* TASK TO CARRY OUT: Repeat each entry in full, exactly.

====== SOURCE RECORDS ======

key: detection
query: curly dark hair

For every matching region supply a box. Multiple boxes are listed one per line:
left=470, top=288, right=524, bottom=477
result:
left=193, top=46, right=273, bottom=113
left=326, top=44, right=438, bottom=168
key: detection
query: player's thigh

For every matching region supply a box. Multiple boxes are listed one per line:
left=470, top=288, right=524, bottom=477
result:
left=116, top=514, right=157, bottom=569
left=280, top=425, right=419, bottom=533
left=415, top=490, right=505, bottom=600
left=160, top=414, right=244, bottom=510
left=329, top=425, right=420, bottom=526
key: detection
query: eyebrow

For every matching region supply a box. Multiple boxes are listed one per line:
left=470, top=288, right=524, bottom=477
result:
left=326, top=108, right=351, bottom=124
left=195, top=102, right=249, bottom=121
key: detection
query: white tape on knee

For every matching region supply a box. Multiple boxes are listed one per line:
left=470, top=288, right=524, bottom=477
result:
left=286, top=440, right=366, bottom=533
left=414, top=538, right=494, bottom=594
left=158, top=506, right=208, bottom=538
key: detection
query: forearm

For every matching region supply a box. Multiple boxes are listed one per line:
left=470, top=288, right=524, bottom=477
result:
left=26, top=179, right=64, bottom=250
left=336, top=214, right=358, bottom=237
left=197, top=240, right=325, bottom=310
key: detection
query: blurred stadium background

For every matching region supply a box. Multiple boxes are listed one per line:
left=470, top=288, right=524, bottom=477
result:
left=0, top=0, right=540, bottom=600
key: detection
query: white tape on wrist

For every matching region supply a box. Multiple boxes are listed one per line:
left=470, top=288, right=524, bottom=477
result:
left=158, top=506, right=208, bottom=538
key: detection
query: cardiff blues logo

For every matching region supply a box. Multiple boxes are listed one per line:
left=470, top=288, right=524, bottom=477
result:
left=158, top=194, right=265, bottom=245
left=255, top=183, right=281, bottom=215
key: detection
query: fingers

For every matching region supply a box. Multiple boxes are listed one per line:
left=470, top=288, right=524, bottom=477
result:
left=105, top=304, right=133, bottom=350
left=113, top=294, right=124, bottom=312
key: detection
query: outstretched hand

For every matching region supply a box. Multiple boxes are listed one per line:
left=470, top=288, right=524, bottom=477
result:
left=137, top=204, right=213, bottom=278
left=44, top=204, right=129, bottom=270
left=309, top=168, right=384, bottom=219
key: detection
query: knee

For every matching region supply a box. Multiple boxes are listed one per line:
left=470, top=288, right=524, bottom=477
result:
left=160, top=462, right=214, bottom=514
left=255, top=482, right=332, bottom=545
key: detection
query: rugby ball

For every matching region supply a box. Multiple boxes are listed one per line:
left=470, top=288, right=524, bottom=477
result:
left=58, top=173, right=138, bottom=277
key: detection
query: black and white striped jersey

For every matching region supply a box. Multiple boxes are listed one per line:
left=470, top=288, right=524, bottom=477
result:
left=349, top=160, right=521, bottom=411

======

* EXPECTED OUTPUT:
key: detection
query: curly dark hair

For every matching region supply a box. Multiple boxes are listed one per line:
left=470, top=288, right=524, bottom=477
result:
left=193, top=46, right=273, bottom=113
left=326, top=44, right=438, bottom=168
key: detection
query: player's thigh

For every matching region supply a box. Multiple boxes are listed one per line:
left=470, top=288, right=524, bottom=477
result:
left=116, top=514, right=157, bottom=569
left=280, top=425, right=419, bottom=533
left=415, top=490, right=505, bottom=600
left=160, top=414, right=244, bottom=510
left=329, top=425, right=420, bottom=526
key: detection
query: eyebrow

For every matching region supply a box. Multiple boxes are listed one per line:
left=470, top=288, right=524, bottom=477
result:
left=326, top=108, right=351, bottom=124
left=195, top=102, right=249, bottom=121
key: detection
query: white tape on knee

For every matching region supply a box. Multiple boxes are listed one per line:
left=470, top=288, right=524, bottom=477
result:
left=286, top=440, right=366, bottom=533
left=414, top=538, right=494, bottom=594
left=158, top=506, right=208, bottom=538
key: detection
query: forearm

For every matching region supply a box. Multiple boxes are listed one per line:
left=470, top=288, right=524, bottom=477
result:
left=26, top=179, right=64, bottom=250
left=336, top=214, right=358, bottom=237
left=197, top=240, right=325, bottom=310
key: detection
query: blurred stadium background

For every matching region supply a box. Multiple boxes are listed one per line:
left=470, top=288, right=524, bottom=477
result:
left=0, top=0, right=540, bottom=600
key: detection
query: white tape on wrist

For every matching region supply a box. Multiple boxes are listed one per line:
left=470, top=288, right=524, bottom=477
result:
left=158, top=506, right=208, bottom=538
key: detection
query: cardiff blues logo

For every matching region supply a box. Multiple boxes are listed one per line:
left=470, top=288, right=524, bottom=477
result:
left=158, top=194, right=265, bottom=245
left=255, top=183, right=281, bottom=215
key: detection
query: fingers

For every matching region supply a box. Multiple boxes are listed one per line:
left=470, top=288, right=524, bottom=477
result:
left=105, top=304, right=133, bottom=350
left=113, top=294, right=124, bottom=312
key: detection
query: outstretched hand

For every matching region supply a box. Multiple boxes are listed one per line:
left=470, top=288, right=524, bottom=477
result:
left=137, top=204, right=213, bottom=278
left=44, top=204, right=129, bottom=270
left=309, top=168, right=384, bottom=219
key: detection
query: knee

For every matching region supply a box. Multiple boxes are listed one per line:
left=470, top=288, right=524, bottom=477
result:
left=160, top=462, right=214, bottom=514
left=255, top=482, right=332, bottom=545
key: detection
query: rugby ball

For every matching region supply a box. Multiple boxes are listed one per line:
left=470, top=288, right=524, bottom=477
result:
left=58, top=173, right=138, bottom=277
key: detection
query: black and white striped jersey

For every matching region supply a box. Multiple boxes are listed one per line:
left=470, top=288, right=524, bottom=477
result:
left=349, top=160, right=521, bottom=411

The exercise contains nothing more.